With the above-described arrangement, the first alignment component 1392 is advantageously urged axially outward from the plate 1387 to provide a cushioning effect while also being biased torsionally to provide the tapered tip 1396 at a desired and predetermined rotational orientation for interaction with the second alignment component 1450 described below. Such a tip orientation may preferably be horizontal, but need not be.


The second alignment component 1450 is also shown within FIGS. 23 and 24. The second alignment component 1450 is illustrated as being supported at a specific orientation relative to a second rosette 1452, which second rosette 1452 is to be mounted to a second door in a conventional manner to be non-rotatable. The second alignment component 1450 is supported to be rotatable relative to the second rosette 1452 as positioned within a bore 1454 through the second rosette 1452. The bore 1454 is preferably cylindrical so as to permit rotation of the second alignment component 1450. With the second alignment component 1450 positioned within the bore 1454, a distal end 1455 of the second alignment component 1450 extends through a distal opening of the bore 1454 and is connected with a spindle 1456, such as by pins or other conventional fasteners so that the spindle 1456 rotates along with the second alignment component 1450. The spindle 1456 can thus extend through a conventional bore provided through the second door and to operatively connect with a rotational input device, such as the deadbolt locking lever 362 described above.


The second alignment component 1450 is preferably supported so as to be flush at a front end 1458 with an outside surface 1460 of the second rosette 1452, although it might extend more or less. The second alignment component 1450 can be axially fixed in position relative to the second rosette 1452 while still being rotationally free, such as by providing a circumferential groove 1463 on the second alignment component 1450 at a distance spaced from the distal end 1455 at a point just adjacent a floor surface 1462 of the second rosette 1452. A conventional E-clip or other spring retainer 1464 can be positioned within the groove to prevent axial movement of the second alignment component 1450 in the direction toward the outside surface 1460 once they are engaged. In the opposite axial direction, movement in that axial direction of the second alignment component 1450 can be prevented by a shoulder 1468 provided as an enlarged portion of the second alignment component 1450 at an intermediate location and to engage with a ledge portion 1470 of the second rosette portion surrounding the bore 1454 also at an intermediate location. As such, the second alignment component 1450 is rotationally supported while being axially fixed relative to the second rosette 1452.

■ ■ ■ ■ ■ ■ ■

Short exercise 1:
Answer these about the alignment component passage:
(a) What orientation may the tapered tip 1396 preferably have?
(b) What shape is the bore 1454 preferably given?
(c) What part sits in the groove to stop the second alignment component 1450 from moving toward the outside surface 1460?

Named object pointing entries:
■ ■ ■ ■ ■ ■ ■

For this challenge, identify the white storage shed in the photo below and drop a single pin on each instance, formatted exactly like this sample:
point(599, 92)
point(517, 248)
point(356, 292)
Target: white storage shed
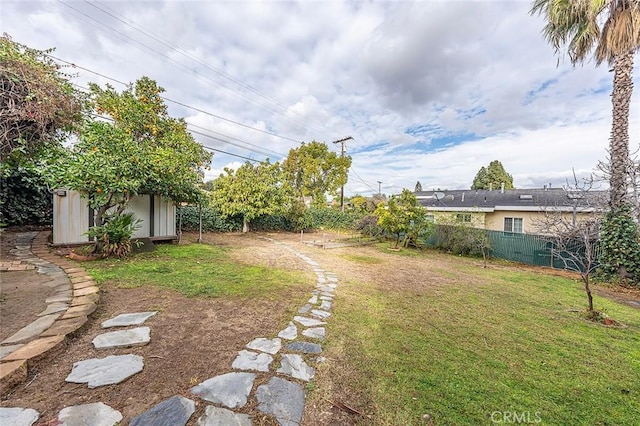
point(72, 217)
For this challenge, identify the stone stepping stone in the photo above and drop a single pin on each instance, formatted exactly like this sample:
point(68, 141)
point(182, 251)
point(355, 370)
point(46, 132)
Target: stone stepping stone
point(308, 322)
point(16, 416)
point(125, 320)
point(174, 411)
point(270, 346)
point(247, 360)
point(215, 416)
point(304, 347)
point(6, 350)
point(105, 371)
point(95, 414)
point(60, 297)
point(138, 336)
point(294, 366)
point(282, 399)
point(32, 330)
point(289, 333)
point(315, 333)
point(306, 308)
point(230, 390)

■ ■ ■ ■ ■ ■ ■

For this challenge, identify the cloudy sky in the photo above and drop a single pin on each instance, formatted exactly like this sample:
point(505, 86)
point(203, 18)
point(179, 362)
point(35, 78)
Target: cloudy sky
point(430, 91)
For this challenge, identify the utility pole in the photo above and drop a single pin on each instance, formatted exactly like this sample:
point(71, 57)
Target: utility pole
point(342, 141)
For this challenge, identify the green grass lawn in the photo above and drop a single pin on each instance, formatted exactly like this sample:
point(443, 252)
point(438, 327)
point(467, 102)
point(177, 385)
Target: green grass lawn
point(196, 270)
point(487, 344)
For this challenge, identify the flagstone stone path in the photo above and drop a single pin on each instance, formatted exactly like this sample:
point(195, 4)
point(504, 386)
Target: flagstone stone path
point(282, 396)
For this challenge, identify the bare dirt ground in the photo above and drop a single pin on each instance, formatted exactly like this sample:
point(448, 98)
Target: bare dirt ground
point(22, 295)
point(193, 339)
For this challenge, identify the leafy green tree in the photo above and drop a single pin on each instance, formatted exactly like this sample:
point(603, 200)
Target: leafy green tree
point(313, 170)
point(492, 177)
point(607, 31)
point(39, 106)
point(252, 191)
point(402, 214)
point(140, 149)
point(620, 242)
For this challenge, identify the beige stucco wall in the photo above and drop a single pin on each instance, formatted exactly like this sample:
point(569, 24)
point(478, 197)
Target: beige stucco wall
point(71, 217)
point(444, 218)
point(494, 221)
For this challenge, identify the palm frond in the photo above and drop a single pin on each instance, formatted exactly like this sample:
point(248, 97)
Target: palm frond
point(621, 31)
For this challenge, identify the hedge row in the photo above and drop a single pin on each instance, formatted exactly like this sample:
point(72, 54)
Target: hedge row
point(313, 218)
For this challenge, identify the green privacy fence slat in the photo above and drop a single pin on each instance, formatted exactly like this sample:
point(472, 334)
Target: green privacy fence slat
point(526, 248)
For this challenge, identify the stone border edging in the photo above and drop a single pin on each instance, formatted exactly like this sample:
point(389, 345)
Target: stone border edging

■ ■ ■ ■ ■ ■ ■

Short exercise 2: Report every line of the entries that contains the word "privacy". Case counts.

Full output 1:
(a) Horizontal.
(b) Cylindrical.
(c) A conventional E-clip or other spring retainer 1464.

Full output 2:
For this challenge, identify the green privacy fence slat in the photo above and drop a single pin on each instance, formatted exactly like this sample:
Target: green privacy fence slat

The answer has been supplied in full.